## Task data
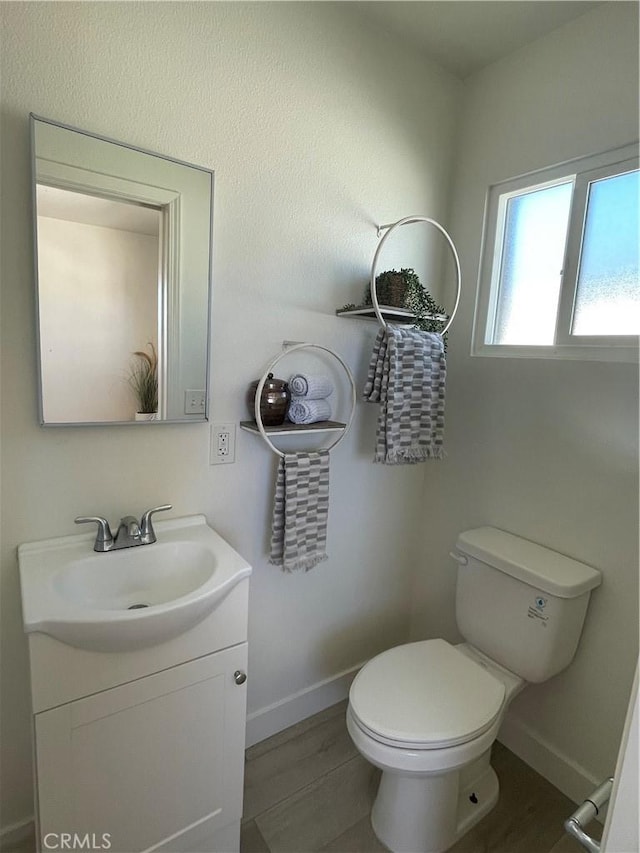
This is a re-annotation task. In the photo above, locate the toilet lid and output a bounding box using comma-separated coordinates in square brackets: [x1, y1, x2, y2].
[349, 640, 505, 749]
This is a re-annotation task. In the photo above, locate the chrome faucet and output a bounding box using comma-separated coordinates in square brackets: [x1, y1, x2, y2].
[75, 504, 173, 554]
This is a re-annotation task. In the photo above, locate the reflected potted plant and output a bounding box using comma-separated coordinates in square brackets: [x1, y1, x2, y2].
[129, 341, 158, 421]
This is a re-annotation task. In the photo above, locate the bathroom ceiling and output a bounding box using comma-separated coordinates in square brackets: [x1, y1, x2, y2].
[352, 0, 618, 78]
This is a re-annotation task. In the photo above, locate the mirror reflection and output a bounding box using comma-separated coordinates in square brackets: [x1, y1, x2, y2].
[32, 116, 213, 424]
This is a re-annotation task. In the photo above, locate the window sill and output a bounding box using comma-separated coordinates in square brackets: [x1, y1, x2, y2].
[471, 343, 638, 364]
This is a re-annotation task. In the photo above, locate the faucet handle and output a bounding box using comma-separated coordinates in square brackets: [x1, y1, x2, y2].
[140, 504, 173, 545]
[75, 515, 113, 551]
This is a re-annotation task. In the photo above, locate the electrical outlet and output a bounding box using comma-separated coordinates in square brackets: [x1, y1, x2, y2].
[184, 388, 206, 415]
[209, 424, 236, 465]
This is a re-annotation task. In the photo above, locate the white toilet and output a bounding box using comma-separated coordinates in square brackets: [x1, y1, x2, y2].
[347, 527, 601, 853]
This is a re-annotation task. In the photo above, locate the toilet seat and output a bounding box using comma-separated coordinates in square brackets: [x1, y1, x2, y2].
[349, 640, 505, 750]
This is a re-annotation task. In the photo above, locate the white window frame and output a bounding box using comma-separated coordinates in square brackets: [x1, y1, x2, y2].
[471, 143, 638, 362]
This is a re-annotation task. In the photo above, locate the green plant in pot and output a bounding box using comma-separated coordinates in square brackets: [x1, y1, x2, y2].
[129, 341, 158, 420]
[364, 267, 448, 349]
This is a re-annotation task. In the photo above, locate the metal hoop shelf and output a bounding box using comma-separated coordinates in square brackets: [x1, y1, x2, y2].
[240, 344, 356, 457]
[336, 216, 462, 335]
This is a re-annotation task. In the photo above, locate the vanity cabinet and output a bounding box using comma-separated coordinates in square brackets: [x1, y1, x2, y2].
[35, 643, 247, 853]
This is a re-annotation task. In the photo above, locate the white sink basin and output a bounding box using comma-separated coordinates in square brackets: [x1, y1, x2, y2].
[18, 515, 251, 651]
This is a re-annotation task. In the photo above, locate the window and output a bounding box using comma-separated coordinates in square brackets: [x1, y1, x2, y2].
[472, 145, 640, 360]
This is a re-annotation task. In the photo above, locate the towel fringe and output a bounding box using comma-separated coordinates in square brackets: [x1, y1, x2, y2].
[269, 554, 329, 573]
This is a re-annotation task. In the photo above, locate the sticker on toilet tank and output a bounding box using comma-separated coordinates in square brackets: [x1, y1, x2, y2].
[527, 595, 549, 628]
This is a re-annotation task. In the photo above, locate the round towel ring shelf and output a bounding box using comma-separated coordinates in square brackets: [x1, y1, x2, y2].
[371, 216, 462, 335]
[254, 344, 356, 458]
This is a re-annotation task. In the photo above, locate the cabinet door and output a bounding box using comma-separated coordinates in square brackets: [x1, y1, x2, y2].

## Objective
Present every line of the listing above as a numbered list, skipping blank lines and leaving out the picture.

## Full answer
1. This is a re-annotation task. In the photo above, locate the toilet lid and output a bounding box using comma-separated coordinates in square brackets: [x1, y1, x2, y2].
2. [349, 640, 505, 749]
3. This is a re-annotation task. In the photo above, locate the chrome faucet and output a bounding box using comma-separated coordinates in square brackets: [x1, y1, x2, y2].
4. [75, 504, 173, 554]
5. This is a re-annotation task. In the photo above, locate the reflected potted plant and output a bounding box using comma-separated coordinates in square brackets: [x1, y1, x2, y2].
6. [129, 341, 158, 421]
7. This is a re-annotation task. In the photo above, locate the bathroom ceiling and output a bounding box using comma-separated coordinates in square brackets: [x1, y1, x2, y2].
8. [352, 0, 618, 78]
9. This is a re-annotation task. In the photo above, locate the mirror reflection and output a bounding box using comma-separated coordinates in square brackets: [x1, y1, x2, y2].
10. [32, 116, 213, 424]
11. This is a re-annotation task. In the photo above, locate the window sill and output a bounding box using comma-separated coordinates in square brackets: [x1, y1, x2, y2].
12. [471, 343, 638, 364]
13. This is a re-annotation task. In the photo above, locate the faucet handle and output a bounding box using comma-separated coordinates in square brackets: [x1, y1, x2, y2].
14. [140, 504, 173, 545]
15. [75, 515, 113, 551]
16. This is a re-annotation task. In the photo above, locate the electrical outlet and output a bounding box using comma-separated coordinates in square brackets: [x1, y1, x2, y2].
17. [184, 388, 206, 415]
18. [209, 424, 236, 465]
19. This is a re-annotation task. In the photo above, locate the white toilet and output a bounding box using comma-separated coordinates in square brackets: [x1, y1, x2, y2].
20. [347, 527, 601, 853]
21. This is a re-annotation task. In the photo above, locate the toilet seat and output a bounding box using comma-separated coordinates in square brackets: [x1, y1, x2, y2].
22. [349, 640, 505, 750]
23. This is a re-annotation task. In the photo above, locate the white window frame and output a bounding box using comma-separated coordinates in square brackets: [x1, y1, x2, y2].
24. [471, 143, 638, 362]
25. This is a re-annotation task. In the photo above, locate the green plant in pot and output a bounding box using comma-separated coordinates in square brackets: [x1, y1, x2, y2].
26. [129, 341, 158, 420]
27. [364, 267, 448, 349]
28. This is a re-annotation task. In the photo above, locate the metal hoop shelf and output a bounding box using comma-separated coordinates in square brackets: [x1, y1, x2, y2].
29. [240, 344, 356, 457]
30. [336, 216, 462, 335]
31. This is a re-annotation task. In the photo above, locate the vanity cabinet and output a bounding box using comma-separated coordinates in square brackets: [x1, y1, x2, y2].
32. [35, 643, 247, 853]
33. This is a re-annotation task. In the photo above, locate the white sink basin and output a bounding box using comma-separated coordinates in square brackets: [x1, y1, x2, y2].
34. [18, 515, 251, 651]
35. This is a re-annotation task. In the photo above, locate the window and output a bounding box using comma-separated coordinates in square brackets: [x1, y1, x2, y2].
36. [472, 145, 640, 360]
37. This is a re-annotation task. In the photo above, locate the towel fringe and output a bounding box using comma-separated coordinates in square brackets: [x1, y1, x2, y2].
38. [269, 554, 329, 573]
39. This is a re-annotation task. In the photo above, locate the sticker on toilet tank and output a bounding box using comma-separated coordinates in square brackets: [x1, y1, x2, y2].
40. [527, 595, 549, 628]
41. This is a re-annotation task. In the photo above, locate the round towel ring shelf and output a bounding box using comma-separated coordinates in square brackets: [x1, y1, x2, y2].
42. [371, 216, 462, 335]
43. [254, 344, 356, 458]
44. This is a re-annotation task. In the photo above, locate the cabinet door and output a bounding box using comma-separated coordinates in square brackets: [x1, y1, x2, y2].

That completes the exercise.